◆ Reading passage ◆
---------------

In the first place, two towns in that part of France are still named Besse. Bayeau was, before the coming of the Normans, called Bessin, and on consulting Herodotus I find that, in his description of the march of Xerxes, book 7, ch. iii (cxi), he makes mention of the Sâtræ, who, he says, were of all the Thracians an unconquered and independent people, remarkable for their valour, inhabiting lofty mountains covered with snow, but abounding in all kinds of trees. On the summit of one of their highest hills they have an oracle to Bacchus. The interpreters of the revelations of this oracle are the Bessi a priestess makes the responses, as in the case of the Delphian Oracle, and in as ambiguous a manner (see next page). These Bessi of Bacchus are also mentioned by Ovid. On the route westward we find the same name in Besidiæ in Italy, closely similar to the Besada near the Ganges.

---------------

◆ Extracted information ◆

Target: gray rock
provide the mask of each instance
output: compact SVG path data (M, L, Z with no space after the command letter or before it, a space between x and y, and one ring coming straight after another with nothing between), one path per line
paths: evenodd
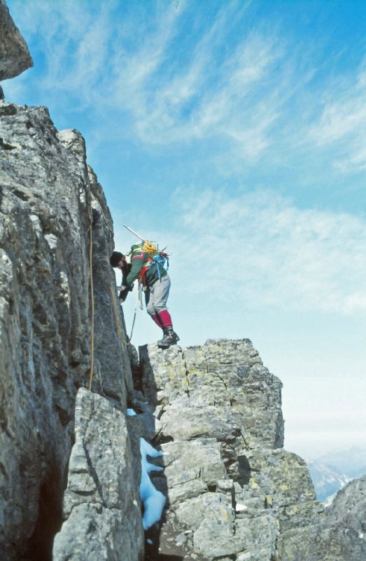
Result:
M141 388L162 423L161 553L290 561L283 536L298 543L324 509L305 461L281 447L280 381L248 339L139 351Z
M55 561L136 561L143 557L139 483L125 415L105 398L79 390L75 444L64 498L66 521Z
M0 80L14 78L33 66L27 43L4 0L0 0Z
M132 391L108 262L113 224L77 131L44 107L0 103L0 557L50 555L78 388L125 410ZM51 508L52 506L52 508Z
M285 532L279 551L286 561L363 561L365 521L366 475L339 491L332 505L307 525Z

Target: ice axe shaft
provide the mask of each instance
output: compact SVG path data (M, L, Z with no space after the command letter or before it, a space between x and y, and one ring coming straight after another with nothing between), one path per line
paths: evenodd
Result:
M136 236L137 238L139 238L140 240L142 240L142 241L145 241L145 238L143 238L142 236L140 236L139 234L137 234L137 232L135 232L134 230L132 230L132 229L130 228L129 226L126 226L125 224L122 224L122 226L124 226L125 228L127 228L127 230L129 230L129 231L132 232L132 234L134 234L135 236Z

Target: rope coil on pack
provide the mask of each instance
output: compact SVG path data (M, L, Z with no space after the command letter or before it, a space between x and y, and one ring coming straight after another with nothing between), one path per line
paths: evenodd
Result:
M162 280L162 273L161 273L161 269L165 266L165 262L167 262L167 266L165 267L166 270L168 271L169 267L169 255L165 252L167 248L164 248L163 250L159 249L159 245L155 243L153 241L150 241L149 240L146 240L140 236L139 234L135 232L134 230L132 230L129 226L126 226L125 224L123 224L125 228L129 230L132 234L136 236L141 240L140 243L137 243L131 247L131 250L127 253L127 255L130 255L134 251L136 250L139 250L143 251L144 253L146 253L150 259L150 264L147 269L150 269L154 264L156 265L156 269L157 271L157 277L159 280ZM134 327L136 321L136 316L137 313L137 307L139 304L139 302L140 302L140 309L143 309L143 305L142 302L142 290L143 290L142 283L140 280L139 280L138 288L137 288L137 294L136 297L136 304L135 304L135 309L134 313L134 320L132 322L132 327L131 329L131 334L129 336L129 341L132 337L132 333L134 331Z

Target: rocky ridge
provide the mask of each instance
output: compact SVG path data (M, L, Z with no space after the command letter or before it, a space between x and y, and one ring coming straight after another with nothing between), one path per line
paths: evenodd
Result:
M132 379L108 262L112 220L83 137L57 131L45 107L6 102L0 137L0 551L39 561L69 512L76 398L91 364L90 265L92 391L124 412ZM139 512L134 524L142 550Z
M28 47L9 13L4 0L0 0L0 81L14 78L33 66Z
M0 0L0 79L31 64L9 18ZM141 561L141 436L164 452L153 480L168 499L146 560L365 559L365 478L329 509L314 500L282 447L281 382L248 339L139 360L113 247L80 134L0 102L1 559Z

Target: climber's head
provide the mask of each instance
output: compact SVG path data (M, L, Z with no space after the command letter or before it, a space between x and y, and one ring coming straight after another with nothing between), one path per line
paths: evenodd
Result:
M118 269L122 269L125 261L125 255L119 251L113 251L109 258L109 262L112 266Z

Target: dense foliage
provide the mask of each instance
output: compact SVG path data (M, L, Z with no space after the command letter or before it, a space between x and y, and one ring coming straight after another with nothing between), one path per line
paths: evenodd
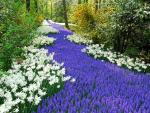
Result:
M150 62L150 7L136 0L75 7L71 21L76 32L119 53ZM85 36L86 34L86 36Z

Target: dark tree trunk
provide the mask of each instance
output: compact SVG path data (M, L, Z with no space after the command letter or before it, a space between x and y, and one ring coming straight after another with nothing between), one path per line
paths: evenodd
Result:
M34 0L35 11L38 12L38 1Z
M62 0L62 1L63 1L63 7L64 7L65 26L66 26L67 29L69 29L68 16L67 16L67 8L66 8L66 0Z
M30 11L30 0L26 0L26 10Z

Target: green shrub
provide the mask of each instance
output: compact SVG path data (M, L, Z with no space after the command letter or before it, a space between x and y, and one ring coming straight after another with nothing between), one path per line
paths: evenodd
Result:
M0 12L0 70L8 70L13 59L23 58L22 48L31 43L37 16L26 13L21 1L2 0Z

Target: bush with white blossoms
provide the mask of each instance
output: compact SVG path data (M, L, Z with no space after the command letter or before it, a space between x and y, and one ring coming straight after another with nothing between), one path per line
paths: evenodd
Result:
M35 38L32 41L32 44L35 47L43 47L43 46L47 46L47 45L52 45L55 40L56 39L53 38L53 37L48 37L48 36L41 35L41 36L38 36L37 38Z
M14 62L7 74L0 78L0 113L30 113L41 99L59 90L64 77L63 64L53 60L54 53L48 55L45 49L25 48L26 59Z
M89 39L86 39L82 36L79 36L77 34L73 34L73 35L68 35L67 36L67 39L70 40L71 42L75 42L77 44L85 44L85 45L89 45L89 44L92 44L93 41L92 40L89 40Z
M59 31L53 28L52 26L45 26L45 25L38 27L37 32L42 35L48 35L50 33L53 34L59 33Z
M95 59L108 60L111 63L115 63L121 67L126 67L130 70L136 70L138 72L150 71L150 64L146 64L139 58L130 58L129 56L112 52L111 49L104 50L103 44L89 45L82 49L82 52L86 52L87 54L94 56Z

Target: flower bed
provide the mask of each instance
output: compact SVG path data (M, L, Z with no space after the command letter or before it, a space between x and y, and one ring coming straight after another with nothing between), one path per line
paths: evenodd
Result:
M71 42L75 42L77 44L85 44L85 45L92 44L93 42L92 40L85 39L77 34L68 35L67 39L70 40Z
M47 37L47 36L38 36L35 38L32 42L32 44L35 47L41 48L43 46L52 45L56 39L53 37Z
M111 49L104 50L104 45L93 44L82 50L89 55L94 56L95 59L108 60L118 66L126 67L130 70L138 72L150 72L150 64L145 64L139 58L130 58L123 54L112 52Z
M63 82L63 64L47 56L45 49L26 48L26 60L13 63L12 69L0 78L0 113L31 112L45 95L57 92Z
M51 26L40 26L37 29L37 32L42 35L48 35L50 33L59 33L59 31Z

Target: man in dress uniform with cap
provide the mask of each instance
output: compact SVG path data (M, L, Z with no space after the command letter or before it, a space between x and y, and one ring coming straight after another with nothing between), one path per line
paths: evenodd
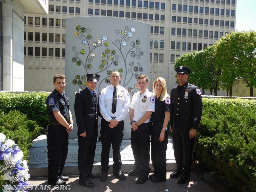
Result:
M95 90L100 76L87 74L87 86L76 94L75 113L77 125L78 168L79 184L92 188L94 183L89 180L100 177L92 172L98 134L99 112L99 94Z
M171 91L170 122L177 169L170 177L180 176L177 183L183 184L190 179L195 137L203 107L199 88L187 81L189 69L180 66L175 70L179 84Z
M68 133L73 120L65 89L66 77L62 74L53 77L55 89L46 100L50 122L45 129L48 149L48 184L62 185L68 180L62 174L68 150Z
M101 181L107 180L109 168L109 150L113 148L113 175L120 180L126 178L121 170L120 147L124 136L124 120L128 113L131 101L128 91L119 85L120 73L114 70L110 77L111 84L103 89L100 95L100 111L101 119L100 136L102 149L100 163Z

---------------

◆ Requests ◆
1. Translate this sentence from the passage on the Bessi into French: "These Bessi of Bacchus are also mentioned by Ovid."
2. Pick up the passage on the Bessi and place names after its final sentence, and extend it with a few more sentences in the same style.
The data above are separate material, unrelated to the passage on the Bessi.

◆ Answer set ◆
1. Ces Bessi de Bacchus sont également mentionnés par Ovide.

2.
Now if these people came to the West they would bring their name and also their religion with them, as well as amongst their trees any seeming the most sacred.

One kind of tree, the apple, has from the earliest times of which we have any record been a sacred object for good and for evil, and so also has the serpent,—thus the Egyptians worshipped a good and an evil serpent deity; and although the historical apple may not have been the fruit we know by that name, the mere association with it indicates that the fruit we describe as the apple must have had a significant importance.